[START]

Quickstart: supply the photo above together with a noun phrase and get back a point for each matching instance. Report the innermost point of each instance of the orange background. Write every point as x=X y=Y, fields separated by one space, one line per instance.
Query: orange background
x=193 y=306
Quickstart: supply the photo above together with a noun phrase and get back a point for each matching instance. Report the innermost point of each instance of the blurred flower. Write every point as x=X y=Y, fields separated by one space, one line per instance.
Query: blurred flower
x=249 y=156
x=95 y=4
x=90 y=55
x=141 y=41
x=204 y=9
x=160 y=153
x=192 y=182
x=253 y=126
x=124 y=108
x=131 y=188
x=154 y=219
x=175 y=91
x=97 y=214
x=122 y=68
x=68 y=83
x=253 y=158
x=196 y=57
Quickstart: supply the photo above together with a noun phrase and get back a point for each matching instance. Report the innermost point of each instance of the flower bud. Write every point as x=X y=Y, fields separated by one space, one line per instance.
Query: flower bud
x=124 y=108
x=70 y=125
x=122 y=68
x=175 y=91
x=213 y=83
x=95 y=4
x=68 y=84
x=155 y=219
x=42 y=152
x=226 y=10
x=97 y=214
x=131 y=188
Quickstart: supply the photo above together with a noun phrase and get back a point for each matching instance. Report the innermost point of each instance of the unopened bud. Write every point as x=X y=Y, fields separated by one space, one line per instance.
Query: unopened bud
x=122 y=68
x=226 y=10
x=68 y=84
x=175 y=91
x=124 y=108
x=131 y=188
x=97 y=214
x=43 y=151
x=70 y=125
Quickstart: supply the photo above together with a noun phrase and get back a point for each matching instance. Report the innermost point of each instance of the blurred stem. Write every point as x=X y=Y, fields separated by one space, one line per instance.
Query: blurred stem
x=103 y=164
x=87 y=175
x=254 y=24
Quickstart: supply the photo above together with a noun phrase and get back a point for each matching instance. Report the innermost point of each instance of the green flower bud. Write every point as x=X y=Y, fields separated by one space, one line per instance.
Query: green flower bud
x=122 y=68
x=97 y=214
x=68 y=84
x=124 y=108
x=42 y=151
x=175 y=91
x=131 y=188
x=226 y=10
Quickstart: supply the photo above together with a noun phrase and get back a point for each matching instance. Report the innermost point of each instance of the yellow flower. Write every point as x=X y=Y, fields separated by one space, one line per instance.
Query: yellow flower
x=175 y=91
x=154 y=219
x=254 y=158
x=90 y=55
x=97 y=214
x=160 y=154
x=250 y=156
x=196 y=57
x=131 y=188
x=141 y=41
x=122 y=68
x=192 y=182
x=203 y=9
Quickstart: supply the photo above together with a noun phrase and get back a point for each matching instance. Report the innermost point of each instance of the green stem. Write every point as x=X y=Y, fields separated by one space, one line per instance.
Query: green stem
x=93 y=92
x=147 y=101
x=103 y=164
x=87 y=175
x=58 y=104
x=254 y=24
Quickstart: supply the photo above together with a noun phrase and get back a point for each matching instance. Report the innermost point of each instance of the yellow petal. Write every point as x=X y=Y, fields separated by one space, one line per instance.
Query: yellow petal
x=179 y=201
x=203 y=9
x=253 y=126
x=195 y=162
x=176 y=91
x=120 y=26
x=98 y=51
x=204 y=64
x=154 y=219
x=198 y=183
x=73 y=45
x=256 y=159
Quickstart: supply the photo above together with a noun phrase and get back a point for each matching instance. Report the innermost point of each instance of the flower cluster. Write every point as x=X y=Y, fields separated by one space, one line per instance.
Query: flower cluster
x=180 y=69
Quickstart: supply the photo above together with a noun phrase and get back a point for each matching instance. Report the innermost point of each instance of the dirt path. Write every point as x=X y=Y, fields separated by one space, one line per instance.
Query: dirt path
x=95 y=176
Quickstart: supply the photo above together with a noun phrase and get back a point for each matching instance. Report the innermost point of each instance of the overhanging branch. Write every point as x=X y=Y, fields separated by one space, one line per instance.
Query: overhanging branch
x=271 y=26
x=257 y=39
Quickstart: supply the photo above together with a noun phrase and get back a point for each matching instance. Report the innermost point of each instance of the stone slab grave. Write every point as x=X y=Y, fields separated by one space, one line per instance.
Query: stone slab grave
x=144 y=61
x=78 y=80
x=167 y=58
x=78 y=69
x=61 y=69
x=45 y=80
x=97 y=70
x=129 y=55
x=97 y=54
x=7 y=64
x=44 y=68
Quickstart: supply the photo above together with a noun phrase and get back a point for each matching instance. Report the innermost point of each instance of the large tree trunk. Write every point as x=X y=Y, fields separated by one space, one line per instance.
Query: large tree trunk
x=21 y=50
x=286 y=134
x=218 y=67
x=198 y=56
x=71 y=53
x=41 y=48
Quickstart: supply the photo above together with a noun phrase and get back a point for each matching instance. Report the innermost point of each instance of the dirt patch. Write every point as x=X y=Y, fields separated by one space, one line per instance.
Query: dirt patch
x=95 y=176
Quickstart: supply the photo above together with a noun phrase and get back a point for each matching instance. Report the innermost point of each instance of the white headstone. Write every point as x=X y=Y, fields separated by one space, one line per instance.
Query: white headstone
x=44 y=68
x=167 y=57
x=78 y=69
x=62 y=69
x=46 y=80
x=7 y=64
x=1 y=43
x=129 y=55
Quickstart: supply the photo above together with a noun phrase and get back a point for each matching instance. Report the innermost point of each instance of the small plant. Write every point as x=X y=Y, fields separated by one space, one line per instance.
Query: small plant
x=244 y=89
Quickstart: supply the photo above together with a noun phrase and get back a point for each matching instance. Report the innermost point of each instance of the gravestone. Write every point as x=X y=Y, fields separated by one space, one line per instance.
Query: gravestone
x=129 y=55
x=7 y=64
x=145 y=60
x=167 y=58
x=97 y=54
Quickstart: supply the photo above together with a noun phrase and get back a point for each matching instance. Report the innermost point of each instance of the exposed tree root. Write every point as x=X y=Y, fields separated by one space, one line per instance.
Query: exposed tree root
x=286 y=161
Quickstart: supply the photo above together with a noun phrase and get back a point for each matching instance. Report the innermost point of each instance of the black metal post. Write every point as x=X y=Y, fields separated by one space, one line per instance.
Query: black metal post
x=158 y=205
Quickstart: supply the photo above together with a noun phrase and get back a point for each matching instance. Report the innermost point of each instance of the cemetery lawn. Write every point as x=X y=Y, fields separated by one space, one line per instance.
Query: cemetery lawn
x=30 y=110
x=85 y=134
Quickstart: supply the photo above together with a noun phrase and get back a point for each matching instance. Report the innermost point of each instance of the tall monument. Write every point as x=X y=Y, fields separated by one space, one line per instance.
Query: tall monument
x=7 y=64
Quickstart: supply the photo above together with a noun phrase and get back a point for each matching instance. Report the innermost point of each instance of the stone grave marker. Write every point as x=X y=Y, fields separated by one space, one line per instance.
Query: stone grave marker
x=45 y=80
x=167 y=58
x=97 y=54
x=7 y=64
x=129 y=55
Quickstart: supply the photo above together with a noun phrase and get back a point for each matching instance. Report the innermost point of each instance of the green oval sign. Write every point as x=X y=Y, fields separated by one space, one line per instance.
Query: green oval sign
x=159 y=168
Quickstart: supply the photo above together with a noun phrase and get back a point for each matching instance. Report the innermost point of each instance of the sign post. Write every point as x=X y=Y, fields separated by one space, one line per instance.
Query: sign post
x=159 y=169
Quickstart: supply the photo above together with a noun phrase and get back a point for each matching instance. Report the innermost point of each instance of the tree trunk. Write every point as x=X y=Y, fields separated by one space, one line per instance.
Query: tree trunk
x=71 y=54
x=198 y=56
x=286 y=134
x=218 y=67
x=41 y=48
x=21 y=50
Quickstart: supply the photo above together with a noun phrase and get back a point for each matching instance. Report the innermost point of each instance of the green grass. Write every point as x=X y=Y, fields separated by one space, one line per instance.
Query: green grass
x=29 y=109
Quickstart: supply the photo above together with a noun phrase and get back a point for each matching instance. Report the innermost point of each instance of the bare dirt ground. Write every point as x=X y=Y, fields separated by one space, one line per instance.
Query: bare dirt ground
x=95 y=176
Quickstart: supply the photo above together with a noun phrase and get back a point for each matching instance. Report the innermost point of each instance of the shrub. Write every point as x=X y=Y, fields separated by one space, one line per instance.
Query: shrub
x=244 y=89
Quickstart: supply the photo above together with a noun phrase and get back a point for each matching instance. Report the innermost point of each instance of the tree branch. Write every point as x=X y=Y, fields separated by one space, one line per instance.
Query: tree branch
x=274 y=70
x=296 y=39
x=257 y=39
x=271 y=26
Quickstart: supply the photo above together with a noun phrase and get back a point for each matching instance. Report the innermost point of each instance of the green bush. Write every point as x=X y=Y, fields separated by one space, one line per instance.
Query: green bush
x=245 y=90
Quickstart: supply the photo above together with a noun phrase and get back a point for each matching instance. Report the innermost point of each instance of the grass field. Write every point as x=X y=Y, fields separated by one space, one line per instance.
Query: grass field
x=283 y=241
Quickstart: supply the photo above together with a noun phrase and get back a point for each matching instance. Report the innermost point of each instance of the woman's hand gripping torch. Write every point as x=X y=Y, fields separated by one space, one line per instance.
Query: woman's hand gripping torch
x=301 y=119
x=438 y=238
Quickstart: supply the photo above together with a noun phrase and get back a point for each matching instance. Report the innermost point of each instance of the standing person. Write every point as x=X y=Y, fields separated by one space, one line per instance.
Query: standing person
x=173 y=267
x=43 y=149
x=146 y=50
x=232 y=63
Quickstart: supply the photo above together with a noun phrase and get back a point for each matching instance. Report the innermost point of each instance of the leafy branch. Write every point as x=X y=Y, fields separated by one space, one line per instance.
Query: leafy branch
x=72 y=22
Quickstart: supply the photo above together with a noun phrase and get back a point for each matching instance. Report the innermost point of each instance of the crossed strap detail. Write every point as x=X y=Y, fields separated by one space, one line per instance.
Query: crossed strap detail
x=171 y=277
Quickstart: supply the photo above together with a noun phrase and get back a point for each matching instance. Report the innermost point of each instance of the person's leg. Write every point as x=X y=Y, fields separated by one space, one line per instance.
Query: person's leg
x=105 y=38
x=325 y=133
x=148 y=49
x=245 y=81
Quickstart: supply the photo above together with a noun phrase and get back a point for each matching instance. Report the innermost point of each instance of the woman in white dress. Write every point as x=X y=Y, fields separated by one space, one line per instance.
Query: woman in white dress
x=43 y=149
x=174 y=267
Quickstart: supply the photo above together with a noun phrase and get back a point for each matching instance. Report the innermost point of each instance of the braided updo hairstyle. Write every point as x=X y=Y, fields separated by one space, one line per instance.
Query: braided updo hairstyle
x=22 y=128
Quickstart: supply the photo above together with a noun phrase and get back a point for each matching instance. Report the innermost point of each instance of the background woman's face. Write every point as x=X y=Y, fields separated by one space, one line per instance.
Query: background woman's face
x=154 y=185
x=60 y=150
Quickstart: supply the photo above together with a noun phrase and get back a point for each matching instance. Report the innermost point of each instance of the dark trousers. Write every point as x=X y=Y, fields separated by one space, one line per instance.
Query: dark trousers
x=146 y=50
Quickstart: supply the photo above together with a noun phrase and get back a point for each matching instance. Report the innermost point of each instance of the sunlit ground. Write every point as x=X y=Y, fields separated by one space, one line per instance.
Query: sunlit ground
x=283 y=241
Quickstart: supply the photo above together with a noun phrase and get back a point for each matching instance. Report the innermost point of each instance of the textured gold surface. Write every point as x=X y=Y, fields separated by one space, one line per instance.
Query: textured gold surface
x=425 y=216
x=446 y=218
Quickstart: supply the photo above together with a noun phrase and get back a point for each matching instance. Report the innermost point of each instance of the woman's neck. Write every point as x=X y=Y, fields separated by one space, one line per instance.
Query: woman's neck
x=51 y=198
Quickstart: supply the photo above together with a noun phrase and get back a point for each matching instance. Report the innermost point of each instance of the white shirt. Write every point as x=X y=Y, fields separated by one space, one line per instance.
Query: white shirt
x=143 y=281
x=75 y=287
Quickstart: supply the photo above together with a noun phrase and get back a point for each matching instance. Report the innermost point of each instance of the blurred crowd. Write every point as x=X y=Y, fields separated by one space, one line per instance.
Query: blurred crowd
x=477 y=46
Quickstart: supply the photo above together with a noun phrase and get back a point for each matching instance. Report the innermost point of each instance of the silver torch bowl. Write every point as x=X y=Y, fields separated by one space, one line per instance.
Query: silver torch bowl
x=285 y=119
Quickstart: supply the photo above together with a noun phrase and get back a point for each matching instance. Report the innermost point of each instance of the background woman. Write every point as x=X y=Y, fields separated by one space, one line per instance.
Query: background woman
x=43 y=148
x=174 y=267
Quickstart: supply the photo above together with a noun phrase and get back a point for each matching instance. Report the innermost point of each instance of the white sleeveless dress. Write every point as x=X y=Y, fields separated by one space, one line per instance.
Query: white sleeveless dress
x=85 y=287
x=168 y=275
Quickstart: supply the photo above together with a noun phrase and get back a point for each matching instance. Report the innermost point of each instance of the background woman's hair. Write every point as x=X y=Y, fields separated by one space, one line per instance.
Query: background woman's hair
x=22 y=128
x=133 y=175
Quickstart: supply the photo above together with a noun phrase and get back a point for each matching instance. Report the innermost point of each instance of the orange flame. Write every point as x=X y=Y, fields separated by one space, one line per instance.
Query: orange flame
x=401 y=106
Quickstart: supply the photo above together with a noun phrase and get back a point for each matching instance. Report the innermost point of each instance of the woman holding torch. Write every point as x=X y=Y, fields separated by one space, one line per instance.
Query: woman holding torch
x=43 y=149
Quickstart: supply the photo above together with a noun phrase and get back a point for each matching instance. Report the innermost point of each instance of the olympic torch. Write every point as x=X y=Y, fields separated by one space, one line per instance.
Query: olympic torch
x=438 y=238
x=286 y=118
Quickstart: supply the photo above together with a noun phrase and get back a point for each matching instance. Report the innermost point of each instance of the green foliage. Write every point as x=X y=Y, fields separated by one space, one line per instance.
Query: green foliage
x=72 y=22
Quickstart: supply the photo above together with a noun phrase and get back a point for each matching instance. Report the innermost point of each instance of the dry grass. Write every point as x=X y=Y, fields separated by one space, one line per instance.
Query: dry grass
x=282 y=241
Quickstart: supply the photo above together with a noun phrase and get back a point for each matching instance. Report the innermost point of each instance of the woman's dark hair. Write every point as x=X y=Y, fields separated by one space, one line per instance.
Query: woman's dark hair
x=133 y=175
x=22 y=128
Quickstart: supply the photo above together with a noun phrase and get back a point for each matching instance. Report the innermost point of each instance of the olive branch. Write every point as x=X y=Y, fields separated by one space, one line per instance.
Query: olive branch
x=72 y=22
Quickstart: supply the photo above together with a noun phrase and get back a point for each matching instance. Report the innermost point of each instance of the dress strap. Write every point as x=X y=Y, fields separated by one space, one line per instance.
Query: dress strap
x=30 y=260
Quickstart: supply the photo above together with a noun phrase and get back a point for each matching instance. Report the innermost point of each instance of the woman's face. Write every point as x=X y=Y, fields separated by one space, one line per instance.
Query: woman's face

[END]

■ Aim of the exercise ■
Return the line that contains "the woman's dark" along with every line after it through the end of the entries, exactly, adding nothing.

■ Result of the task ■
Quickstart: supply the photo above together with a noun phrase and get back a point for each matching instance. Report the innermost point of each instance of the woman's dark hair. Write every point as x=X y=Y, fields separated by one space, one line per instance.
Query: woman's dark hair
x=133 y=175
x=22 y=128
Quickstart: supply the photo above together with a noun phrase and get back a point for each matching instance. Report the innermost point of each instance of the olive branch. Write every point as x=X y=Y, fields separated by one space, one line per instance.
Query: olive branch
x=72 y=22
Quickstart: supply the photo above together with a noun phrase and get back a point for each matching instance. Report the innermost point of each instance of the dress strap. Write every point as x=X y=Y, fields separated by one space, one line per instance.
Query: dress strap
x=30 y=260
Quickstart: supply the photo above together with a noun phrase and get back a point for each matching instance. Report the innermost point of each instance of the woman's face. Write every point as x=X y=Y, fields separated by one space, one line per instance.
Query: woman's face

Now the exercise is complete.